Description of the task: Can you convert the records below into a JSON list of strings, with one string per line and blank lines omitted? Leave the pictures out.

Data records

* * * * * * *

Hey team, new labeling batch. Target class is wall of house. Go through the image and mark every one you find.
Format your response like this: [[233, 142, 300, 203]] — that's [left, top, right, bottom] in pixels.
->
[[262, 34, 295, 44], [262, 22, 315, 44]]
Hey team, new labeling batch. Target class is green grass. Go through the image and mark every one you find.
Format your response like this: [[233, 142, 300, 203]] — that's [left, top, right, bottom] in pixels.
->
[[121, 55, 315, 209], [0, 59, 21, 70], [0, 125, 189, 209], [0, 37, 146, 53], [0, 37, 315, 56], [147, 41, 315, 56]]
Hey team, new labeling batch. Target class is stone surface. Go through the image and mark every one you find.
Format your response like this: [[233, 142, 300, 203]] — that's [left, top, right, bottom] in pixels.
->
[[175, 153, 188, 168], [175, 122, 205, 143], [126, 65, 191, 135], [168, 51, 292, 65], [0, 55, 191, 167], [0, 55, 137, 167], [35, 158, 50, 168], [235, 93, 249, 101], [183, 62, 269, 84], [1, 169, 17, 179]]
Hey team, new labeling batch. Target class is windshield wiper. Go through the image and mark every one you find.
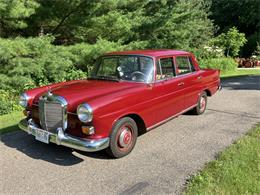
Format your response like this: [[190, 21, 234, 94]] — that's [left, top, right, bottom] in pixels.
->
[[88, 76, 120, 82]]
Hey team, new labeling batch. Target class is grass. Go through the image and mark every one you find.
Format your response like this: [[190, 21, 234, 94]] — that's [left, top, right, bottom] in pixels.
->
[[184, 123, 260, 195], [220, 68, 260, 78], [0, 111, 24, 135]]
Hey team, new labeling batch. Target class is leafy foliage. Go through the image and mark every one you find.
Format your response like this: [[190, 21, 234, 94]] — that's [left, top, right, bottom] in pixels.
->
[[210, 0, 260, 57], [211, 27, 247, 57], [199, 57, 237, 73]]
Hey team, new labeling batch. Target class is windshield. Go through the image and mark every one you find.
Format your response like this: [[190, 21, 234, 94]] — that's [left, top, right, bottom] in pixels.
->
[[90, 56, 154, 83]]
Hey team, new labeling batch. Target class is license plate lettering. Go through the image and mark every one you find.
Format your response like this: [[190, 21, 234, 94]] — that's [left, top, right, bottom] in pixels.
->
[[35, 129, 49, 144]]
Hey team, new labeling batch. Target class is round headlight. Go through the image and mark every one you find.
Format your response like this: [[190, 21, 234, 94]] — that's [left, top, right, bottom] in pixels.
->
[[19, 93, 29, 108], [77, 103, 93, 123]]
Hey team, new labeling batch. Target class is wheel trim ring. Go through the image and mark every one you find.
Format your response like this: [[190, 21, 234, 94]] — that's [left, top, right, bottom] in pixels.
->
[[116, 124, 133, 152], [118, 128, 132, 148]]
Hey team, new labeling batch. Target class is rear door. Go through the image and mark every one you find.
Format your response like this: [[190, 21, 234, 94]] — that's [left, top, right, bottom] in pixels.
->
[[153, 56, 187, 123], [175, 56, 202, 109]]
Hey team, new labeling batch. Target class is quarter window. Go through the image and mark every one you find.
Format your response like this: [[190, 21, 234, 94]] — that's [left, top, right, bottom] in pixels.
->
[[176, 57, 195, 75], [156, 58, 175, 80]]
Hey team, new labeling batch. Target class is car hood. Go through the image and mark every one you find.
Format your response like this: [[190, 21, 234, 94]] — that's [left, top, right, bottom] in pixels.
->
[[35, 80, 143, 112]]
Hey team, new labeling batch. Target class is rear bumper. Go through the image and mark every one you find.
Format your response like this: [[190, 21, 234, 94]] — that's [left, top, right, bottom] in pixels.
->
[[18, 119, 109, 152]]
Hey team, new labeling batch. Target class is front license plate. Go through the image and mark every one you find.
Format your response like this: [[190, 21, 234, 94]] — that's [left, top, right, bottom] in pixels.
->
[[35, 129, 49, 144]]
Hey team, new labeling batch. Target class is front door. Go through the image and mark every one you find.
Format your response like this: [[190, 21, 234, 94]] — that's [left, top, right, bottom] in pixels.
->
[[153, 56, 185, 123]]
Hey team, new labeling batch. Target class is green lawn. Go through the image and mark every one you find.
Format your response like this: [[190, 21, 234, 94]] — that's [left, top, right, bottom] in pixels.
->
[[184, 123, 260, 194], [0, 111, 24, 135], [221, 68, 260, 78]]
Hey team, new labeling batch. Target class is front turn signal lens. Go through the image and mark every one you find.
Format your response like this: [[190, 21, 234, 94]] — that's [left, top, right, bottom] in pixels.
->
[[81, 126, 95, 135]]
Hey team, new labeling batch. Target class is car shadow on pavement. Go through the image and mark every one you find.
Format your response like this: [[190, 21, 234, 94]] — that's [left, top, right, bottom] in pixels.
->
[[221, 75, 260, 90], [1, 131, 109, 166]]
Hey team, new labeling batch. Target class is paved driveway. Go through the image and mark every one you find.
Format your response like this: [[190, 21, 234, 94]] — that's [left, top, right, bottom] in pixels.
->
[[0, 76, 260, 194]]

* * * * * * *

Complete answer:
[
  "Hey team, new labeling batch. Target class is wall of house. Go through the image and mark every one you find.",
  "Format your response like this: [[233, 142, 300, 203]] — that's [left, top, right, bottom] in pixels.",
  "->",
  "[[262, 34, 295, 44], [262, 22, 315, 44]]",
  "Hey team, new labeling batch. Target class is green grass. Go through the image and mark every one you find.",
  "Format your response like this: [[233, 142, 300, 203]] — that's [left, top, right, bottom] in pixels.",
  "->",
  "[[121, 55, 315, 209], [0, 59, 21, 70], [0, 125, 189, 209], [0, 37, 146, 53], [0, 37, 315, 56], [147, 41, 315, 56]]",
  "Hey team, new labeling batch. Target class is stone surface. Go through the image and mark every one you find.",
  "Format your response like this: [[233, 142, 300, 203]] — that's [left, top, right, bottom] in pixels.",
  "->",
  "[[175, 153, 188, 168], [175, 122, 205, 143], [126, 65, 191, 135], [168, 51, 292, 65], [0, 55, 191, 167], [0, 55, 137, 167], [35, 158, 50, 168], [235, 93, 249, 101], [183, 62, 269, 84], [1, 169, 17, 179]]",
  "Hey team, new labeling batch. Target class is windshield wiper. Go through the image and mark every one you find.",
  "Format your response like this: [[190, 21, 234, 94]] — that's [left, top, right, bottom] in pixels.",
  "->",
  "[[88, 76, 120, 82]]",
  "Hey team, new labeling batch. Target class is grass. Go through the image and mark every one you find.",
  "Format your response like this: [[190, 21, 234, 94]] — that's [left, top, right, bottom] in pixels.",
  "->",
  "[[184, 123, 260, 195], [220, 68, 260, 78], [0, 111, 24, 135]]",
  "Hey team, new labeling batch. Target class is leafy foliage. Go through the image and mark every one you find.",
  "Format your response like this: [[190, 21, 234, 94]] — that's [left, top, right, bottom] in pixels.",
  "->",
  "[[210, 0, 260, 57], [211, 27, 247, 57], [199, 57, 237, 73]]",
  "Hey team, new labeling batch. Target class is windshield. Go through the image and mark every one you find.",
  "Format your response like this: [[190, 21, 234, 94]] — that's [left, top, right, bottom] in pixels.",
  "->",
  "[[90, 56, 154, 83]]",
  "Hey team, new labeling batch. Target class is license plate lettering. Go through the image and mark every one you find.",
  "Format your response like this: [[190, 21, 234, 94]] — that's [left, top, right, bottom] in pixels.",
  "->",
  "[[35, 129, 49, 144]]",
  "Hey team, new labeling batch. Target class is round headlight. Go through the image and mark every one you find.",
  "Format your response like this: [[190, 21, 234, 94]] — that's [left, top, right, bottom] in pixels.",
  "->",
  "[[19, 93, 29, 108], [77, 103, 93, 123]]",
  "Hey team, new labeling batch. Target class is wheel trim ring. Go through the image and mark every one you find.",
  "Format your response like this: [[190, 21, 234, 94]] — that's [left, top, right, bottom] in pixels.",
  "->",
  "[[116, 124, 133, 152], [118, 128, 132, 148]]",
  "Hey team, new labeling batch. Target class is rear door. Go through the image and mark every one you find.",
  "Format your response like this: [[190, 21, 234, 94]] — that's [left, top, right, bottom] in pixels.",
  "->",
  "[[153, 56, 187, 123], [175, 56, 202, 109]]",
  "Hey team, new labeling batch. Target class is quarter window. Go through the image and mark every one you find.",
  "Format your response like this: [[190, 21, 234, 94]] — that's [left, top, right, bottom] in pixels.",
  "->",
  "[[176, 57, 195, 75], [156, 58, 175, 80]]",
  "Hey team, new labeling batch. Target class is car hood. Go through the image and mark every one you find.",
  "Format your response like this: [[190, 21, 234, 94]] — that's [left, top, right, bottom] in pixels.",
  "->",
  "[[35, 80, 143, 112]]",
  "Hey team, new labeling batch. Target class is rear bumper. Go through the image and mark every one you find.",
  "Format your response like this: [[190, 21, 234, 94]] — that's [left, top, right, bottom] in pixels.",
  "->",
  "[[18, 119, 109, 152]]",
  "Hey team, new labeling batch. Target class is front license plate. Go through the image and mark every one you find.",
  "Format your response like this: [[190, 21, 234, 94]] — that's [left, top, right, bottom] in pixels.",
  "->",
  "[[35, 129, 49, 144]]",
  "Hey team, new labeling batch. Target class is front door. Go through the image and mark every one you find.",
  "Format your response like this: [[190, 21, 234, 94]] — that's [left, top, right, bottom] in pixels.",
  "->",
  "[[153, 56, 185, 123]]",
  "Hey team, new labeling batch. Target class is green lawn. Go through the image and mark every one you find.",
  "Format your response like this: [[190, 21, 234, 94]] — that's [left, top, right, bottom] in pixels.",
  "->",
  "[[184, 123, 260, 194], [0, 111, 24, 135], [221, 68, 260, 78]]",
  "Hey team, new labeling batch. Target class is front turn signal lens. Go through the image and mark every one you find.",
  "Format your response like this: [[190, 21, 234, 94]] — that's [left, top, right, bottom] in pixels.",
  "->",
  "[[81, 126, 95, 135]]",
  "Hey team, new labeling batch. Target class is car shadow on pavement. Go through the image and mark every one you find.",
  "Format your response like this: [[190, 21, 234, 94]] — that's [left, top, right, bottom] in pixels.",
  "->",
  "[[221, 75, 260, 90], [1, 131, 109, 166]]",
  "Hey team, new labeling batch. Target class is paved driveway. Go through the image and mark every one you find.",
  "Format your response like this: [[190, 21, 234, 94]] — that's [left, top, right, bottom] in pixels.",
  "->",
  "[[0, 76, 260, 194]]"
]